### DATA
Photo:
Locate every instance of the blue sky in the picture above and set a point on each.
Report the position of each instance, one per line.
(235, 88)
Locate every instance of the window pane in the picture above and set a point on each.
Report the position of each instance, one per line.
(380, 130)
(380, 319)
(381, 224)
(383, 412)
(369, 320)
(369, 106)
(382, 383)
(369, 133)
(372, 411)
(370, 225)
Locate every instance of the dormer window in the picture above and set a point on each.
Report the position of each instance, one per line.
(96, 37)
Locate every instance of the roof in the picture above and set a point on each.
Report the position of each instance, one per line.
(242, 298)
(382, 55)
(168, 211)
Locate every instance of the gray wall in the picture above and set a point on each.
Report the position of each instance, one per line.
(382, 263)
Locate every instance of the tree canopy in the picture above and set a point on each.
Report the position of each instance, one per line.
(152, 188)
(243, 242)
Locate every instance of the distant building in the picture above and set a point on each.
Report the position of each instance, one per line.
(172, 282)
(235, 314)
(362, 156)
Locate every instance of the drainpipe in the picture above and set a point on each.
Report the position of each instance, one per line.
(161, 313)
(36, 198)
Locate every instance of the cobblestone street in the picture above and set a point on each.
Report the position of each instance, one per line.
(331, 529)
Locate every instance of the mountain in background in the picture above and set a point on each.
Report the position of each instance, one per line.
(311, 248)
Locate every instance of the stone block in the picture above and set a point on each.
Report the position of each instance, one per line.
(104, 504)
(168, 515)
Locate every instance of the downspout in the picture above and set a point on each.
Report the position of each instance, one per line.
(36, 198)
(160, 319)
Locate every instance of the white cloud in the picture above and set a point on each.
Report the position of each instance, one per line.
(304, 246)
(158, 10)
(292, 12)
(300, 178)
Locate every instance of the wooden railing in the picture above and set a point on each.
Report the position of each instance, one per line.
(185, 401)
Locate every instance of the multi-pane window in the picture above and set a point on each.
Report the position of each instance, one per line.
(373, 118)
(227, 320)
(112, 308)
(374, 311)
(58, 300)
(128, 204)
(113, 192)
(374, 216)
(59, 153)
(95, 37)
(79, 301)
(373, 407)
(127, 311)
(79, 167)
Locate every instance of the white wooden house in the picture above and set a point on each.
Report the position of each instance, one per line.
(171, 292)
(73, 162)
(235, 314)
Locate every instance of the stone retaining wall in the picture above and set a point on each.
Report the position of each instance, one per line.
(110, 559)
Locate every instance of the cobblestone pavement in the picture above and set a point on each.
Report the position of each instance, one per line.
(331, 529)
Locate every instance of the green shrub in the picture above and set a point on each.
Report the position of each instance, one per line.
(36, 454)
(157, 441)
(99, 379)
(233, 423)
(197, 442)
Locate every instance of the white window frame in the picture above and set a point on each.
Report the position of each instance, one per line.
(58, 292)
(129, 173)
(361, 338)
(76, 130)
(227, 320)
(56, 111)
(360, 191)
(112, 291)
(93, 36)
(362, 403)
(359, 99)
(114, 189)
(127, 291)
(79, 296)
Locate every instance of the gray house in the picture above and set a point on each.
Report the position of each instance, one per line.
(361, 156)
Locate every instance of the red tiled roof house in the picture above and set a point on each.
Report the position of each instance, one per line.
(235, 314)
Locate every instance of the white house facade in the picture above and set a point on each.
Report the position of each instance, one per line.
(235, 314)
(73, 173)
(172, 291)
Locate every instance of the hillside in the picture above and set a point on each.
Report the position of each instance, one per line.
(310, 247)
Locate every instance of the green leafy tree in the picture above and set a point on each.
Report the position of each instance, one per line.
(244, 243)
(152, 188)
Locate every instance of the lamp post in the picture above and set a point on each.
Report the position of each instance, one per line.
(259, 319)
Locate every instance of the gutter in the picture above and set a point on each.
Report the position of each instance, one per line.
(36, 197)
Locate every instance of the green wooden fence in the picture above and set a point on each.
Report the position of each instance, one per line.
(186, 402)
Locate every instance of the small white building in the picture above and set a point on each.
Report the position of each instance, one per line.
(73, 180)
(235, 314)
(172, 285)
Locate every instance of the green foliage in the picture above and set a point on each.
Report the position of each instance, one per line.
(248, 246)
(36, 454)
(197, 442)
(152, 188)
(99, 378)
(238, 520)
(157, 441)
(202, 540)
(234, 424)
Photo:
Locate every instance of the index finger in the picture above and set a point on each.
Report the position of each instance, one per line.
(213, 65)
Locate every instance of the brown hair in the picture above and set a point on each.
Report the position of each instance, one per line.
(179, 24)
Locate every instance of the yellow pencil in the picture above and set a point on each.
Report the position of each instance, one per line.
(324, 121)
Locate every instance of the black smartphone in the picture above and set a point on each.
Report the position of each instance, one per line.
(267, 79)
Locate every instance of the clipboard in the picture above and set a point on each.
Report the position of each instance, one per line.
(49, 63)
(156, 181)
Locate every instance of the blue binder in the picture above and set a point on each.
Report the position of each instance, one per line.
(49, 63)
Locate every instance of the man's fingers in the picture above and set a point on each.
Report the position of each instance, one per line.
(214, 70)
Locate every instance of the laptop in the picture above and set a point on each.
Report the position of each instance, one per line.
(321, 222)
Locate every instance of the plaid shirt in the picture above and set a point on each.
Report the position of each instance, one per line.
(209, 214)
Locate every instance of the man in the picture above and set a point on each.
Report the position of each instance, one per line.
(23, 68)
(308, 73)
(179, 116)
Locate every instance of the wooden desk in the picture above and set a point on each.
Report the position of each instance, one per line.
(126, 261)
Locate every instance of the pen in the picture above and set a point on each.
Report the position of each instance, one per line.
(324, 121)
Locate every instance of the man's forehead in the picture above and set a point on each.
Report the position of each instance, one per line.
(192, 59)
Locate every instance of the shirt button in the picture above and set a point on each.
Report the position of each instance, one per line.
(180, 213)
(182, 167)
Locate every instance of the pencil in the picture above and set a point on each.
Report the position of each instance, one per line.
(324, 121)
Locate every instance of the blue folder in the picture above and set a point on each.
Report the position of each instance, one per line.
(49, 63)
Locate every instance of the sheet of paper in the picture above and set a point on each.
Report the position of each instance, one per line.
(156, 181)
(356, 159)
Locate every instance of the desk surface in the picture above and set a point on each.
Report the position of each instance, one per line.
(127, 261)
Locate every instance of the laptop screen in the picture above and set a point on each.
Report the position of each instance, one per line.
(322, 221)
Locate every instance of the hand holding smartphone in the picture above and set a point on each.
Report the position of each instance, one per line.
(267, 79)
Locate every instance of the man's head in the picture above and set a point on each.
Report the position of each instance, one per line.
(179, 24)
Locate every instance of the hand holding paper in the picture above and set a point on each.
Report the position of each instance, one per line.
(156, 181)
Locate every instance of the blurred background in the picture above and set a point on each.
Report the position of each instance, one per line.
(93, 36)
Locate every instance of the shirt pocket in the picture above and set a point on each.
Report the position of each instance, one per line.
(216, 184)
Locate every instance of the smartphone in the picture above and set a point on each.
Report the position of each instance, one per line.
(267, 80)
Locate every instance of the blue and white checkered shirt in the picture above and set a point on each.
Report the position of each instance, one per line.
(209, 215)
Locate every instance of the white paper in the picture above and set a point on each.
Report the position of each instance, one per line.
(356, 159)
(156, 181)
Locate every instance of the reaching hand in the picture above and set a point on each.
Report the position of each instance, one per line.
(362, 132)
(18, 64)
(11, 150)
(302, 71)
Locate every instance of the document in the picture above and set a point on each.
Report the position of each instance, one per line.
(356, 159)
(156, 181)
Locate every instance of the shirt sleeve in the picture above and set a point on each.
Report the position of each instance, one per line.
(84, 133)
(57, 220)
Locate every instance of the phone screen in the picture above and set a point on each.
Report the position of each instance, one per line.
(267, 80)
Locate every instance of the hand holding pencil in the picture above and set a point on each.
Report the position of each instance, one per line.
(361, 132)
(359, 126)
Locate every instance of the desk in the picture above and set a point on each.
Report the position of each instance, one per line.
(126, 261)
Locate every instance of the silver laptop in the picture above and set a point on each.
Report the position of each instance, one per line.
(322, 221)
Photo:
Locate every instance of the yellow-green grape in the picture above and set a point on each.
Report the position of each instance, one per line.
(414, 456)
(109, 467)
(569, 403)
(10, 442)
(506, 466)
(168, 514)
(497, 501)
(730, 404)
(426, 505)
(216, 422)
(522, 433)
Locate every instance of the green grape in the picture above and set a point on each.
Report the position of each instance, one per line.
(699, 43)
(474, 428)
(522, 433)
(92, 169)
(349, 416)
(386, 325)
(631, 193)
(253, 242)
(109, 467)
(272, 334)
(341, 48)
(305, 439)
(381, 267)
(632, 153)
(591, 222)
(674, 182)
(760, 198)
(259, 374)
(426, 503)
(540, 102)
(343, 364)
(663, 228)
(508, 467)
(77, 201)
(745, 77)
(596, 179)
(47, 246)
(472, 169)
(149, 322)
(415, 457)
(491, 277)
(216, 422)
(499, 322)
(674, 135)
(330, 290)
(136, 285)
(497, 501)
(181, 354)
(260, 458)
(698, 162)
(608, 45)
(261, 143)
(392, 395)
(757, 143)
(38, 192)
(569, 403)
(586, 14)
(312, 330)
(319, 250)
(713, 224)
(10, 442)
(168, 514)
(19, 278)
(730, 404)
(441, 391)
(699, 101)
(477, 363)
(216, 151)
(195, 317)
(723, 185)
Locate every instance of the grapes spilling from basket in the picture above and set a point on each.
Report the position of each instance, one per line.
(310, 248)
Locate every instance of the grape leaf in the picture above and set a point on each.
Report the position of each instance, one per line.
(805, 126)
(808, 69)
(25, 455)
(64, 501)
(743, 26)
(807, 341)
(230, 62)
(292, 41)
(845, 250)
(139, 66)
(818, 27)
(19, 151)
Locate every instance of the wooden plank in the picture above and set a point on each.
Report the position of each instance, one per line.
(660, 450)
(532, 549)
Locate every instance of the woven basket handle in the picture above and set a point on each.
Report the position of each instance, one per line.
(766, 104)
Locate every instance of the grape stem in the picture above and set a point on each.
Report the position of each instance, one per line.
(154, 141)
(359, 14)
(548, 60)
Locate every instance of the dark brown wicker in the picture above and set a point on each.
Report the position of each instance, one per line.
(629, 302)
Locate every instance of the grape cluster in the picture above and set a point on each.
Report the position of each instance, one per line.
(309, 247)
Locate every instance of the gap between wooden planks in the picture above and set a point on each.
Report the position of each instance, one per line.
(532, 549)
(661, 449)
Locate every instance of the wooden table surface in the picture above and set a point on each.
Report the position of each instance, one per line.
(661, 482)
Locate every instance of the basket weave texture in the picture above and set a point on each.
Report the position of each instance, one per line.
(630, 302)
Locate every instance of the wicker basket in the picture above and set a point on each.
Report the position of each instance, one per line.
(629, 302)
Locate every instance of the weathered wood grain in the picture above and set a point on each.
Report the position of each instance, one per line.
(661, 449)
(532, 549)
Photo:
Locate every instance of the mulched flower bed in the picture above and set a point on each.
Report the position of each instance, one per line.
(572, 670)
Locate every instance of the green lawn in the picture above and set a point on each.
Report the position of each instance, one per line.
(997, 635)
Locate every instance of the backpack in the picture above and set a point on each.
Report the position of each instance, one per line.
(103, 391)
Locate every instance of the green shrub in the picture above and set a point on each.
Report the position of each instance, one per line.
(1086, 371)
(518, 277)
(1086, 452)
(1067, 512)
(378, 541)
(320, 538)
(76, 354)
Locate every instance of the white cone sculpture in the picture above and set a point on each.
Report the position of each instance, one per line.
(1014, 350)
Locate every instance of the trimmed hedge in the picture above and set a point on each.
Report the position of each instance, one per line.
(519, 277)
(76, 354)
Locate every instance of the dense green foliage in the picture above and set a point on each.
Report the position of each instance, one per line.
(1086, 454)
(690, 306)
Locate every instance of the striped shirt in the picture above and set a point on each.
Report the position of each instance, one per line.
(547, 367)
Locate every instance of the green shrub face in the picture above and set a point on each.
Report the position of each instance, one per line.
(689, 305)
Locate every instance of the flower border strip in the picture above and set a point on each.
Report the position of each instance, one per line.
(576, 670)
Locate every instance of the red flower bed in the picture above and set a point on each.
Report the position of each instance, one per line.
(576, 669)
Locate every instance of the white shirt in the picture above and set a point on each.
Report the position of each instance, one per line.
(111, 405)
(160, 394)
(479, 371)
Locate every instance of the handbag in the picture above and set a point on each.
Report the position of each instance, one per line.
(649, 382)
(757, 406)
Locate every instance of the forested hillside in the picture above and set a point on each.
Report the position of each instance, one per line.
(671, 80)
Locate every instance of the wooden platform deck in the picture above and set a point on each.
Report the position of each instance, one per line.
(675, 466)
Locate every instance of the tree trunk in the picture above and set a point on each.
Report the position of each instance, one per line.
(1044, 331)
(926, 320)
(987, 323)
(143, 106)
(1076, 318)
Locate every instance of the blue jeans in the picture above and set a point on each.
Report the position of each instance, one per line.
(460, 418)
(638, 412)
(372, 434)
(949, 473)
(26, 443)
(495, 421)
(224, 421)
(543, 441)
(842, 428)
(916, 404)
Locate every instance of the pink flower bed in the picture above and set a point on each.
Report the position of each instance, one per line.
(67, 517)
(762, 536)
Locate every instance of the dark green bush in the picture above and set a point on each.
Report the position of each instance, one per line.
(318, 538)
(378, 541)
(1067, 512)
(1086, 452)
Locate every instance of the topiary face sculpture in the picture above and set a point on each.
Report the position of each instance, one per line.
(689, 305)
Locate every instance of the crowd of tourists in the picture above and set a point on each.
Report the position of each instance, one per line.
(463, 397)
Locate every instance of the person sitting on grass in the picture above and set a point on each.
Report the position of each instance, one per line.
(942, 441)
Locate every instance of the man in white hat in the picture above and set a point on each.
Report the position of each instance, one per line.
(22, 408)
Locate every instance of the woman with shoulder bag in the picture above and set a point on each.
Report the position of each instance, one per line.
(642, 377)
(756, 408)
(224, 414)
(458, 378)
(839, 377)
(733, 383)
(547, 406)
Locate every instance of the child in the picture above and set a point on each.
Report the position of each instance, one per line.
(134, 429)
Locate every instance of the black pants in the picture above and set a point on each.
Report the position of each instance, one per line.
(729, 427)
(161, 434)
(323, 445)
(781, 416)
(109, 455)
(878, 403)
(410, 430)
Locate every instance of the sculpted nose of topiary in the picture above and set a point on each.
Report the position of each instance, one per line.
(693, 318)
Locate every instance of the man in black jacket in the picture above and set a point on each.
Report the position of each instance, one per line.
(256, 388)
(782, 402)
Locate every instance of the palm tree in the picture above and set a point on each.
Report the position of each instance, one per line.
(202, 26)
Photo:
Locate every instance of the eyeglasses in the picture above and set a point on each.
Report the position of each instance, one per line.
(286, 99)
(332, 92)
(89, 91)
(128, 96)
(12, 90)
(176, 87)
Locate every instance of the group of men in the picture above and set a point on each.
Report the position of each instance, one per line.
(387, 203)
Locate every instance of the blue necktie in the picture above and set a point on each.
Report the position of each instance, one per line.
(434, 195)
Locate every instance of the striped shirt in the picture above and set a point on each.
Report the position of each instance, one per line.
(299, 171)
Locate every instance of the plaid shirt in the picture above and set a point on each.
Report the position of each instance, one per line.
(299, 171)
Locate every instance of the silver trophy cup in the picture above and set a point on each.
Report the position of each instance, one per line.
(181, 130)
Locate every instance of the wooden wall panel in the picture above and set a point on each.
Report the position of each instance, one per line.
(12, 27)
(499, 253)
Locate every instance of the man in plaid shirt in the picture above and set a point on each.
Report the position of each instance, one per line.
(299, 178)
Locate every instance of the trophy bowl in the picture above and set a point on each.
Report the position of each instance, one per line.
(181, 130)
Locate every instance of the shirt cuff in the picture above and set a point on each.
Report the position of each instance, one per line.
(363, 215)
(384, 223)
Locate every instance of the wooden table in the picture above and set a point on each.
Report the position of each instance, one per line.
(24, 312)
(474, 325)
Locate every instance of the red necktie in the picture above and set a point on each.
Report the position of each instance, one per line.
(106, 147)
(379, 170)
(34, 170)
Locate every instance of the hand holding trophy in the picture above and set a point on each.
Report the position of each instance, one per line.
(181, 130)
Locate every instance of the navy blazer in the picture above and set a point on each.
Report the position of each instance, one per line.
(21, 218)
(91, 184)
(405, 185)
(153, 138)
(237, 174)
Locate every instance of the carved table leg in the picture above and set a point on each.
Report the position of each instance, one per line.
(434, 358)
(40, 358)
######
Among the lines of the data, find every one that holds "desk" and copy it.

Locate every instance of the wooden desk in the picture above and set a point on each.
Locate every instance of the desk surface in the picture above and set a point on each.
Locate every instance of the desk in the picture above and set a point on each.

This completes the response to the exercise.